Problem statement
Please report every line in the items below that contains the word "picture", and copy each of those lines in full. Case counts.
▬▬▬
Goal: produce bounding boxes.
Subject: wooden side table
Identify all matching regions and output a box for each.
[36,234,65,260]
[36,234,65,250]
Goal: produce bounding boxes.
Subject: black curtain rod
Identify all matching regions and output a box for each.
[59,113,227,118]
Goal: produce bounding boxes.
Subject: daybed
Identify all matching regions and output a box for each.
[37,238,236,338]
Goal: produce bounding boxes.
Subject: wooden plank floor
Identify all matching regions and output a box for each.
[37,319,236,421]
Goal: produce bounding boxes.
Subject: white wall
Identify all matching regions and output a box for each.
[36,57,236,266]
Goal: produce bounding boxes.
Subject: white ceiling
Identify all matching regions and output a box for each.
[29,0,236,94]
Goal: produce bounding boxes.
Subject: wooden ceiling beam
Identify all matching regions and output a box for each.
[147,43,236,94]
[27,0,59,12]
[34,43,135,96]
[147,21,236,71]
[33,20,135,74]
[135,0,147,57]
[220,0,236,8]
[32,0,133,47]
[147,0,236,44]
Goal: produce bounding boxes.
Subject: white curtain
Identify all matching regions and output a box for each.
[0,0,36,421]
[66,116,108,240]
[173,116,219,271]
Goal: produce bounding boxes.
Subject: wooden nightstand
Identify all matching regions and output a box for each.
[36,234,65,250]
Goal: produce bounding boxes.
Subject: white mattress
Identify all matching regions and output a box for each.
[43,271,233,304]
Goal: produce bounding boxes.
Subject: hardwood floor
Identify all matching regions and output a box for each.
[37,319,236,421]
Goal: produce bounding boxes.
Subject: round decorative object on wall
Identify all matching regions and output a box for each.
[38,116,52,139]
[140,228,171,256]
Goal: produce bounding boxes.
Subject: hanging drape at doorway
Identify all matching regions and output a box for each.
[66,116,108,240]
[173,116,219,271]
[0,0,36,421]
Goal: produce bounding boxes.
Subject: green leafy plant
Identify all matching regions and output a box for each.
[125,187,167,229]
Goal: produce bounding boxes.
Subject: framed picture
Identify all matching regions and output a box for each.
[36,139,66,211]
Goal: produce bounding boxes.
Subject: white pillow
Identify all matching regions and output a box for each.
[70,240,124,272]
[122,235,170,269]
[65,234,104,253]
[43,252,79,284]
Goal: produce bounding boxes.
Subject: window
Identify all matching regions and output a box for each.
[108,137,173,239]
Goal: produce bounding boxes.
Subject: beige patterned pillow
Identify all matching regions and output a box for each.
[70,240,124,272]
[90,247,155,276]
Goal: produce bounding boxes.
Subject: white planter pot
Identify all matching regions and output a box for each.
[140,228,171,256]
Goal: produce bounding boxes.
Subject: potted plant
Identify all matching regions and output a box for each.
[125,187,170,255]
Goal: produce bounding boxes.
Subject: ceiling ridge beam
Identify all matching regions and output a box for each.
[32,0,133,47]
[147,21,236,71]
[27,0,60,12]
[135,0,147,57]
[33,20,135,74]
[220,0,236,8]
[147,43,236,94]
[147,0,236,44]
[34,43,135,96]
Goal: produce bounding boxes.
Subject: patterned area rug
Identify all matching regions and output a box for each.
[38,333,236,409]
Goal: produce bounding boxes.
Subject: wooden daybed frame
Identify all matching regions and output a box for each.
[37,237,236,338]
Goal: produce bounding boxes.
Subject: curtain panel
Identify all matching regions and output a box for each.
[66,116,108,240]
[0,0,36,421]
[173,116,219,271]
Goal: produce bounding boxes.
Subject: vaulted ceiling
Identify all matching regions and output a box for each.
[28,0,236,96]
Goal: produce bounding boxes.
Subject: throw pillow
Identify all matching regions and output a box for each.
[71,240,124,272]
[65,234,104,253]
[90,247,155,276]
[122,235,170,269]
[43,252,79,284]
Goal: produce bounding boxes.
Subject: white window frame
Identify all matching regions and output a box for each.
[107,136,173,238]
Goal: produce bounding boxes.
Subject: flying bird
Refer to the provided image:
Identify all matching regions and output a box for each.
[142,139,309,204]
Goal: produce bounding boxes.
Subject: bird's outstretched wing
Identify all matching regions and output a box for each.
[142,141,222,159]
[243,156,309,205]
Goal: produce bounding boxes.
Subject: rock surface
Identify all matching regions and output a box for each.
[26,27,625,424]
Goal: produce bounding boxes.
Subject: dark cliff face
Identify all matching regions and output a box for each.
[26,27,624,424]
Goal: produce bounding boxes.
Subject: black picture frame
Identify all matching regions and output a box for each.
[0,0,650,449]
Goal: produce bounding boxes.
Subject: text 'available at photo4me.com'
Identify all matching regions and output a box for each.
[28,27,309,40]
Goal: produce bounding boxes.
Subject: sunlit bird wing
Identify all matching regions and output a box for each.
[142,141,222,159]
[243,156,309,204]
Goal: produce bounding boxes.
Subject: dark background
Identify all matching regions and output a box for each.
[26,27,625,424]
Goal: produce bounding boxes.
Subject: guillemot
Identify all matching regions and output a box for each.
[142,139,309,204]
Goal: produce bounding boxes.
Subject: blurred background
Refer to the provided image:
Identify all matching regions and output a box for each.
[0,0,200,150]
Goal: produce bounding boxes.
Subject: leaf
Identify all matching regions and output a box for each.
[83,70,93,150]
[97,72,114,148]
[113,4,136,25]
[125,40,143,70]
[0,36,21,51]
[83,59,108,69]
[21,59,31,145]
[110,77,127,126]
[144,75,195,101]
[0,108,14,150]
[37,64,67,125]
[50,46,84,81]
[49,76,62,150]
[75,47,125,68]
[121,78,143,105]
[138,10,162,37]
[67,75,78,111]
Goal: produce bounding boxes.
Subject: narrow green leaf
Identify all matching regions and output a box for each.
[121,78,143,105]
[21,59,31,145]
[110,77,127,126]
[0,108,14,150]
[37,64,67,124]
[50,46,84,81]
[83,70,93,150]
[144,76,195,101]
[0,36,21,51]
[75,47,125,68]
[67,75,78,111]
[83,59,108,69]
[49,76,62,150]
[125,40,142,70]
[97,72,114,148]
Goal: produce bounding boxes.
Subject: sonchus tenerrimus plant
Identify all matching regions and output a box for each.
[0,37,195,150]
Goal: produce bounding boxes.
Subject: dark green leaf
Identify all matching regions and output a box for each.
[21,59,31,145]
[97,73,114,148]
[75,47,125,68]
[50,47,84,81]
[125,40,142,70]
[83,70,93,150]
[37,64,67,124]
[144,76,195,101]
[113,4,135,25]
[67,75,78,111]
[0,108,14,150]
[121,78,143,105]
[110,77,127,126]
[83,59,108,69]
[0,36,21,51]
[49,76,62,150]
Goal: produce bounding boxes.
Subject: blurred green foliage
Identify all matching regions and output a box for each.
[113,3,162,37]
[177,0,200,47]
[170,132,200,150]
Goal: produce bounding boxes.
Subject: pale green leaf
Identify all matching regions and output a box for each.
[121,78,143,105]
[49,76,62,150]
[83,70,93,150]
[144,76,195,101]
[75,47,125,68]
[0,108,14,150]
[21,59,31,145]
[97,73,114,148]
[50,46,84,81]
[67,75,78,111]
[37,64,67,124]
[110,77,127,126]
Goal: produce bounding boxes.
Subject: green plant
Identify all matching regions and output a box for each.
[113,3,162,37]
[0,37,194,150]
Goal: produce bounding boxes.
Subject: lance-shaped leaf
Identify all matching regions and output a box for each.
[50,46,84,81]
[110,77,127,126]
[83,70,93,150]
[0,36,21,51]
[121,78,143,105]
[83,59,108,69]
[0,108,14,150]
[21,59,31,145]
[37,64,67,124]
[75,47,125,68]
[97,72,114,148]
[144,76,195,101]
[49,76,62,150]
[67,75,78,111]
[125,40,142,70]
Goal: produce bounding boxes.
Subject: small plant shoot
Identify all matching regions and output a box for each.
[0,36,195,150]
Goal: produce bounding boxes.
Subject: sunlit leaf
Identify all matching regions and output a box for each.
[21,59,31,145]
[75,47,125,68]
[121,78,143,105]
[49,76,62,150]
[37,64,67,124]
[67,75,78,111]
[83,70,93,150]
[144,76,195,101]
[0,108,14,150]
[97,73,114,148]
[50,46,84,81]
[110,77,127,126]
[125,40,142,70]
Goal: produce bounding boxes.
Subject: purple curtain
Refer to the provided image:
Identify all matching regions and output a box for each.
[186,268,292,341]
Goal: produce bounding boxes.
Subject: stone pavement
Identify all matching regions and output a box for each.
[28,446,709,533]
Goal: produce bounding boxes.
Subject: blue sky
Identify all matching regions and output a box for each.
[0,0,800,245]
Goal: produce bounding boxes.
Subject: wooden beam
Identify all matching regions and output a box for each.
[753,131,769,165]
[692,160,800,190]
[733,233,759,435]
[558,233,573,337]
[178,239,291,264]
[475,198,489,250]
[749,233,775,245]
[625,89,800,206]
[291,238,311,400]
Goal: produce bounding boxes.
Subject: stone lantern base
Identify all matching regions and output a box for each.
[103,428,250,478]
▬▬▬
Exercise answer
Subject: framed picture
Subject: black picture frame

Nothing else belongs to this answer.